╭─ Extract to read

1. Jacki Apple, Skúta Helgason, Dick Higgins, Martha Wilson, FF Alumns, online Sept. 19, and more

Visual Studies Workshop presents the online program Options in Independent Art Publishing conference https://www.vsw.org/vsw-salon/salon-fall-2024/september-options-in-independent-art-publishing/ at 7 PM ET streaming at Twitch.tv (no need to sign up in advance)

Visual Studies Workshop has launched their first Salon/line program of the fall season, featuring recently digitized archival material from the Options in Independent Art Publishing conference which took place at VSW in Rochester, New York in 1979. This historic symposium brought together “people interested in the field of independent art publishing to participate in a program of presentations, exhibitions and seminars covering the history and criticism of artists’ books….” (from conference brochure). The gathering included artist book makers, publishers, critics and enthusiasts from all over the world, including Jacki Apple and Martha Wilson (both of Franklin Furnace), Dick Higgins (Something Else Press), Ulises Carrión (book artist), and Felipe Ehrenberg (Beau Geste Press and Schmuck magazine).

╰─

— What is asked —
Reproduce the stretch of the Visual Studies Workshop announcement from "1. Jacki Apple, Skúta" through "up in advance)".

╭─ Data

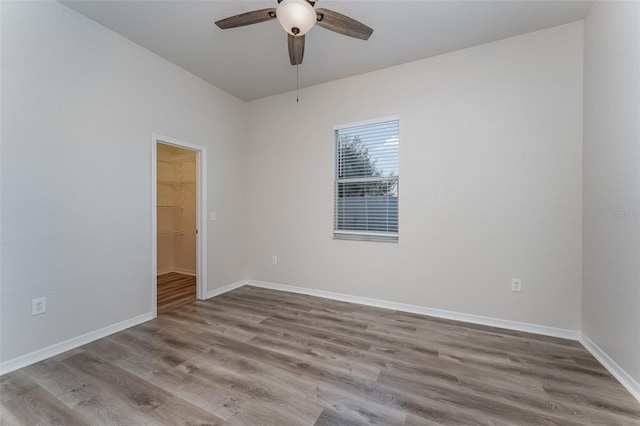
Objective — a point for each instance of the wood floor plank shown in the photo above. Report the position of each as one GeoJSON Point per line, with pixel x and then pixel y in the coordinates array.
{"type": "Point", "coordinates": [255, 356]}
{"type": "Point", "coordinates": [175, 290]}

╰─

— The reply —
1. Jacki Apple, Skúta Helgason, Dick Higgins, Martha Wilson, FF Alumns, online Sept. 19, and more

Visual Studies Workshop presents the online program Options in Independent Art Publishing conference https://www.vsw.org/vsw-salon/salon-fall-2024/september-options-in-independent-art-publishing/ at 7 PM ET streaming at Twitch.tv (no need to sign up in advance)